* Directions
Please rewrite everything in the MAC forum thread from "## Parishoon (Apr" down to "Wontpayretail23 (Apr 19, 2006)", putting "the site" wherever "specktra" appears.

* Page excerpt

★ ★ ★ ★ ★

# Wow...new policy at MAC?!?



## mrstucker (Apr 19, 2006)

This is a copy of my live chat with MAC just this evening:

One of our Artists will be with you shortly. At the end of this chat session, you may request to have a transcript of your chat sent to you via email by completing our Exit Survey.
Hello. Thank you for your interest in MAC Cosmetics. My name is Amy. How may I assist you?
Leanne: Hi!
Leanne: I've heard that there's a new quad coming out inMay...called Summerwear
Amy: Hello
Leanne: waht do you know about it?
Amy: One moment please Leanne
Leanne: ok
Amy: While we appreciate your interest in future collections, regrettably, we are unable to provide you with detailed information beyond the current collections. I apologize for the inconvenience. View what is new at MAC Cosmetics by clicking here.
Leanne: Really?!? Is this new? I've had many other online artists tell me about upcoming collections 
	

	
	
		
		

		
			




Amy: I apologize, Leanne, yes. Please contact our Corporate Consumer Communications Department regarding future launches. Regrettably we are no longer authorized to provide this information.
Leanne: That's unfortunate 
	

	
	
		
		

		
		
	


	




 Now, I think many MAC addicts might be disappointed....I know many of us use that info to budget!
Amy: I understand, Leanne
Leanne: Ok..thanks anyway Amy
Leanne: Have a good night
Amy: Thank you
Amy: You too!




Anyone ever hear of this?!?


----------



## pucci (Apr 19, 2006)

This sucks 
	

	
	
		
		

		
		
	


	




Oh and maybe you can get someone to move this to the live chats section


----------



## Parishoon (Apr 19, 2006)

i thought i read somewhere on here that EL legal had specktra remove colour stories & other stuff b/c they're trying to "crack down" on leaks & prevent competetion from copying stuff & releasing it before MAC's collections.
However, I don't know how true that actually is b/c I'm just getting into MAC stuff


----------



## Wontpayretail23 (Apr 19, 2006)

Looks like the long arm of Estee Lauder is really cracking down. Unfortunate.


----------



## allan_willb (Apr 20, 2006)

they really must be cracking down because amy tells us everything.wow, darn it.Oh and and I did try emailing the consumer communications ppl and it was no help at all it took them well over a week to get back to me and they said the same thing.Click here to view whats new thats it nothing else.


----------



## as_cute_as_pie (Apr 20, 2006)

how silly


----------



## cicconeyouth (May 7, 2006)

too bad because it's the hype that sells out their new collections the day they come out...


----------



## tinkerbelle (May 31, 2006)

Man, that bites.


----------

★ ★ ★ ★ ★

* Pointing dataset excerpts
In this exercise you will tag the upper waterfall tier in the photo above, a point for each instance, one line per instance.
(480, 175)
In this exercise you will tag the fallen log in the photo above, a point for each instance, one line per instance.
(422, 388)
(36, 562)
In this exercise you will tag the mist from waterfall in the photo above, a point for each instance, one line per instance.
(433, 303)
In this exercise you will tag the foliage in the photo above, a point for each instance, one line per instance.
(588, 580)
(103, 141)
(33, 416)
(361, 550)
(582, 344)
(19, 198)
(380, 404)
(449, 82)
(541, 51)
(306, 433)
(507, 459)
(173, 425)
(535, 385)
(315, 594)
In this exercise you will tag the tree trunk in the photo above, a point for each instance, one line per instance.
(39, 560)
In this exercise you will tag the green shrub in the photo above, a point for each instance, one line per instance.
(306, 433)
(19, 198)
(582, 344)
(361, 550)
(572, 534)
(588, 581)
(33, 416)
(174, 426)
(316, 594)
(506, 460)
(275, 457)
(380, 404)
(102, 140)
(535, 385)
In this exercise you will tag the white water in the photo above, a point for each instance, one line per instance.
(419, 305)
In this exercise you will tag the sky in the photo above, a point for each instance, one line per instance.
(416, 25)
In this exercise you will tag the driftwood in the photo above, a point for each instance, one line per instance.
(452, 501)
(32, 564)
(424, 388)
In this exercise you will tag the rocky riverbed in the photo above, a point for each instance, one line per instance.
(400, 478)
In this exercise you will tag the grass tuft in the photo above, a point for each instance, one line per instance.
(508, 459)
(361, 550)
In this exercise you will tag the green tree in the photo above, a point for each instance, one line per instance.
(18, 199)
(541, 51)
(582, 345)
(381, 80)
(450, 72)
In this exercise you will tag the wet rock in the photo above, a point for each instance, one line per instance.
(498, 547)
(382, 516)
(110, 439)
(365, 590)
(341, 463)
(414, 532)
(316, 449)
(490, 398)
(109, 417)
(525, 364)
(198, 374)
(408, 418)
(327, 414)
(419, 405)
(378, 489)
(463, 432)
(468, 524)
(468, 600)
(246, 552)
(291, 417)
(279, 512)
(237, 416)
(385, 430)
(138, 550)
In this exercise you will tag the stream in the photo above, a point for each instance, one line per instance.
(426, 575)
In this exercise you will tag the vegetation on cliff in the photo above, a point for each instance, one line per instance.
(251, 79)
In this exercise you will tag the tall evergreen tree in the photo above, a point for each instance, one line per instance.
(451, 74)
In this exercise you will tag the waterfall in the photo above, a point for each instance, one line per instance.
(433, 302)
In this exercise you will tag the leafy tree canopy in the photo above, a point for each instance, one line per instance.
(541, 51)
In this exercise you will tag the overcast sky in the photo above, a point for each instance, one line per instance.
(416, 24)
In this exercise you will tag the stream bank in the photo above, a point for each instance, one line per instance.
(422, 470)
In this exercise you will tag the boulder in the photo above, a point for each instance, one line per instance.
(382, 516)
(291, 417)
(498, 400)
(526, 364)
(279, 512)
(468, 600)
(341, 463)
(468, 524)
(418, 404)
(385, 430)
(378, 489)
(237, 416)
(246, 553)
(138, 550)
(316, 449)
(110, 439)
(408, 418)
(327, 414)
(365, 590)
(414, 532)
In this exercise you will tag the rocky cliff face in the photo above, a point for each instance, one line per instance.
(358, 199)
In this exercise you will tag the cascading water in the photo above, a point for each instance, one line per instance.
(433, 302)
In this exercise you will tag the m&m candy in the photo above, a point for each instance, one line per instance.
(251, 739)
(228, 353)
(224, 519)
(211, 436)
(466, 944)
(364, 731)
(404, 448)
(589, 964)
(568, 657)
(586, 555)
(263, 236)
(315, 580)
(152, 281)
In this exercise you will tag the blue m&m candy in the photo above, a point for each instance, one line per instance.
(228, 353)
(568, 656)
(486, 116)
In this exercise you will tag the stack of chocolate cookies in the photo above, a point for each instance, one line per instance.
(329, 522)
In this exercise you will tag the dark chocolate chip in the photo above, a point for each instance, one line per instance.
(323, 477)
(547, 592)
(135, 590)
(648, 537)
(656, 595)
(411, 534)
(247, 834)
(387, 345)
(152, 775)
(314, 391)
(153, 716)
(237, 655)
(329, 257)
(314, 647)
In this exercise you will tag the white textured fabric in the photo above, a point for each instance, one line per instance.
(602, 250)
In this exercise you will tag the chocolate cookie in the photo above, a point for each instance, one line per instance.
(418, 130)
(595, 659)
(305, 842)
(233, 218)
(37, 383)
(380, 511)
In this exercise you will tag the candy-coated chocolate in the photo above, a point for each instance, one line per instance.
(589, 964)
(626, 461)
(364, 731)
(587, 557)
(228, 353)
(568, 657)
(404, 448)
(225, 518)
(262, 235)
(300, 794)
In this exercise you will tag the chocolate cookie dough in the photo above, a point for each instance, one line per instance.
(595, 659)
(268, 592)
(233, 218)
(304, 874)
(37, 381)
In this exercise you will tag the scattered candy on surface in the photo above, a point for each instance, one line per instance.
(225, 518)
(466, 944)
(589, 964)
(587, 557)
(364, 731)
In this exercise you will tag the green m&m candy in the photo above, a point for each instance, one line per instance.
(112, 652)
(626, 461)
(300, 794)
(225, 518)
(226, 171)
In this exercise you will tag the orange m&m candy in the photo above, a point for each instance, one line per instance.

★ ★ ★ ★ ★

* Complete response
## Parishoon (Apr 19, 2006)

i thought i read somewhere on here that EL legal had the site remove colour stories & other stuff b/c they're trying to "crack down" on leaks & prevent competetion from copying stuff & releasing it before MAC's collections.
However, I don't know how true that actually is b/c I'm just getting into MAC stuff


----------



## Wontpayretail23 (Apr 19, 2006)